◆ Exercise description: Would you write out the lines from the one containing "79L440 62L429 59L418" to the end of the records below, exactly and in full, please?

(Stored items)
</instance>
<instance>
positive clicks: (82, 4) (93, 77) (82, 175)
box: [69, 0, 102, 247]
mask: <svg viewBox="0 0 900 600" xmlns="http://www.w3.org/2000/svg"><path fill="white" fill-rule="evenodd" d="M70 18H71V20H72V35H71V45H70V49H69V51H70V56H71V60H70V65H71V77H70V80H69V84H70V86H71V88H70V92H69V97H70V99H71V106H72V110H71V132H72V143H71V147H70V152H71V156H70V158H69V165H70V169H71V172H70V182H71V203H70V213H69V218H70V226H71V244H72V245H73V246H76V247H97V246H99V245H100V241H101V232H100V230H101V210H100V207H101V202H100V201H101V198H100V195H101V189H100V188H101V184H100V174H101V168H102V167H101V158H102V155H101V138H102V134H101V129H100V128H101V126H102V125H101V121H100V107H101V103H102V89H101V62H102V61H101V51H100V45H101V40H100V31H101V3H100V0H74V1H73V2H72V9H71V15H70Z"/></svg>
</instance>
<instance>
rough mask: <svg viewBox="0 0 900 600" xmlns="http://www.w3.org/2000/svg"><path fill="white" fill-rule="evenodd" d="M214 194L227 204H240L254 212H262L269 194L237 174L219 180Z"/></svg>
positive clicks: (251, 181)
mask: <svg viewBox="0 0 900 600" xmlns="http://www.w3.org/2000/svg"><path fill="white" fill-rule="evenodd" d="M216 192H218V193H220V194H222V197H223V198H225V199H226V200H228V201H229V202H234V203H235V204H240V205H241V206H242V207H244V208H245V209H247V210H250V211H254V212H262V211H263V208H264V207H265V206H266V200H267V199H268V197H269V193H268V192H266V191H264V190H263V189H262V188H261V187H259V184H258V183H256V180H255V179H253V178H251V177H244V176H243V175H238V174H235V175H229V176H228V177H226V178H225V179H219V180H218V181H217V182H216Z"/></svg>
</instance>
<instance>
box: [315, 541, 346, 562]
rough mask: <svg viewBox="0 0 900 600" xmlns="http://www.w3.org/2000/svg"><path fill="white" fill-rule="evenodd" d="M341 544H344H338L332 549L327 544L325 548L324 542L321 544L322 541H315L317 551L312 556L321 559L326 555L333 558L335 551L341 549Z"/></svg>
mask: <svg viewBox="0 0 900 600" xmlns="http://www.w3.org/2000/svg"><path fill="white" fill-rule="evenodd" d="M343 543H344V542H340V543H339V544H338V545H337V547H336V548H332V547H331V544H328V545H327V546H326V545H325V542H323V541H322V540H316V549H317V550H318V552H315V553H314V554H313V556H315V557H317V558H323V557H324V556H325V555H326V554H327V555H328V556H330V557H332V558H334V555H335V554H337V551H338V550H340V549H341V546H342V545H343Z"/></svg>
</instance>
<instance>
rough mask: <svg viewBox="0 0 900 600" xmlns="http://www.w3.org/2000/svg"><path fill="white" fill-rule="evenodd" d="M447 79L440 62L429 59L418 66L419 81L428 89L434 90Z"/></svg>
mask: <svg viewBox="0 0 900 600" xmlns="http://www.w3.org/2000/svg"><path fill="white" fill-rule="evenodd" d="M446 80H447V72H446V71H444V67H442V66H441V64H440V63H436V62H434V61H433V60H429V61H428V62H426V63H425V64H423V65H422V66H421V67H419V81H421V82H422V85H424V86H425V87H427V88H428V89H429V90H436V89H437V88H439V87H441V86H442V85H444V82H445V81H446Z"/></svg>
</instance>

◆ Response box:
rough mask: <svg viewBox="0 0 900 600" xmlns="http://www.w3.org/2000/svg"><path fill="white" fill-rule="evenodd" d="M447 79L440 62L429 59L418 66L419 81L428 89L434 90Z"/></svg>
mask: <svg viewBox="0 0 900 600" xmlns="http://www.w3.org/2000/svg"><path fill="white" fill-rule="evenodd" d="M446 80H447V72H446V71H444V67H442V66H441V64H440V63H436V62H434V61H433V60H429V61H428V62H426V63H425V64H423V65H422V66H421V67H419V81H421V82H422V85H424V86H425V87H427V88H428V89H429V90H436V89H437V88H439V87H441V86H442V85H444V82H445V81H446Z"/></svg>
</instance>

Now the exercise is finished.